(Passage to read begins)
Trees Can Help Your Company

California redwoods

Feel small amongst California’s giant Redwoods.

If you’re thinking of rewarding or incentivizing employees, recognizing those retiring, trying to lure top prospects or otherwise acknowledging workers, think about the impact of trees. That’s right, trees.

Studies have shown that walking in trees lowers pulse rates, cortisol levels and blood pressure. Other research indicates that even spending a minimal time in forests benefits the immune system, and being around trees relaxes humans. It reduces stress and tends to impart a sense of well-being. Amazingly, hospital patients who enjoy a view of trees through their windows tend to recover faster than people without such a view.

So let’s see…what could you, as an employer do for your employees that would relieve stress and make them happier? We have the perfect answer—a 2- to 3-day corporate retreat in Yosemite National Park, led by a private guide who knows the trees.
(Passage to read ends)
(Supplied data begins)
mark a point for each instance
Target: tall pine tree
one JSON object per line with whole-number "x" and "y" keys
(Supplied data ends)
## Task 1:
Answer these questions from the article on trees helping companies:
(a) What three measures does walking in trees lower, according to studies?
(b) Which hospital patients tend to recover faster?
(c) How long is the proposed corporate retreat, and in which park would it take place?
## Task 2:
Write the next part of the article on trees helping companies, picking up after its final sentence.

## Exercise response 1:
(a) Pulse rates, cortisol levels and blood pressure.
(b) Hospital patients who enjoy a view of trees through their windows.
(c) It would last 2 to 3 days and take place in Yosemite National Park.

## Exercise response 2:
Most everyone has heard of Yosemite’s magnificent stands of sequoia, most notably in Mariposa Grove. The park is also home to 34 other species of trees within its 1125 square miles. Due to the rise of 12 or 13 thousand feet in elevation within Yosemite, it boasts a range of climates that support a diversity of trees. The forests include a variety of oak, pine, fir, cottonwood, California buckeye, mountain laurel and mountain mahogany, not to mention willow, fragrant cedar, quaking aspen and many more species.

Yosemite treetops

Trees are here for our enjoyment.

We provide all the camping and cooking equipment as well as the expertise to lead your corporate retreat through the trees to magnificent sights and experiences. The outdoor experience, customized to your needs, can include visits to park landmarks such as Bridalveil Fall, Glacier Point, El Capitan and Mirror Lake, and/or travel the backcountry trails through some of the most beautiful trees on earth.

Poet Joyce Kilmer was right when he said, “I think that I shall never see a poem lovely as a tree.”